§ Goal 1
Transcribe the stretch of the Dai Greene article from "Dai Greene Bids" through "of them all.".
§ Goal 2
Carry on the article about Dai Greene's comeback from the point where it stops.

Dai Greene Bids To Become Wales’ 31-Year-Old Comeback Kid

By Rob Cole

Looking for the sporting comeback of the year? Then keep your eyes peeled on Dai Greene on the Gold Coast this week.

If the former World 400 metre hurdles champion’s amazing comeback continues to gather pace, and ends in some form of medal glory for Wales at the Commonwealth Games, then his fight back to fitness will surely go down as one of the  bravest of them all.

The fact he was able to take up his place in Team Wales for Games in Australia is testimony to his resilience and determination. After five years of injury hell he made the qualifying time with six days to spare.

For an athlete who conquered the world in 2011, and is the second fastest Briton behind Kriss Akabusi with a personal best time of 47.84 sec, the target of 49.50 sec may have appeared pretty modest. But after four groin operations, those five years of injuries and a number of false dawns it was as tough as any goal he had ever set himself in his career.

§ Provided data
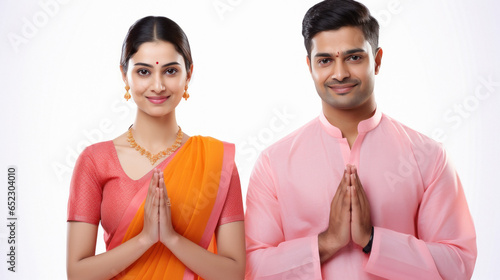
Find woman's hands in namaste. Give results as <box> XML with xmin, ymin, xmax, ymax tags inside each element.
<box><xmin>141</xmin><ymin>169</ymin><xmax>178</xmax><ymax>247</ymax></box>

§ Expected output 1
Dai Greene Bids To Become Wales’ 31-Year-Old Comeback Kid

By Rob Cole

Looking for the sporting comeback of the year? Then keep your eyes peeled on Dai Greene on the Gold Coast this week.

If the former World 400 metre hurdles champion’s amazing comeback continues to gather pace, and ends in some form of medal glory for Wales at the Commonwealth Games, then his fight back to fitness will surely go down as one of the  bravest of them all.

§ Expected output 2
Three races in South Africa were his last chance of resurrecting a career that scaled the heights between 2010-2012, yet appeared to be petering out with a whimper.

But that perception was blown to pieces on two nights in the space of three days as the 31-year-old Welshman proved that form is temporary, but class is permanent.

A winning time of 49.49 sec in Potchefstroom finally clinched his ticket to Australia. An even faster time of 49.38 sec in Johannesburg hammered out a clear message to those who had written him off – including the two former Commonwealth champions he beat in the process, the South African duo of LJ van Zyl and Constant Pretorius.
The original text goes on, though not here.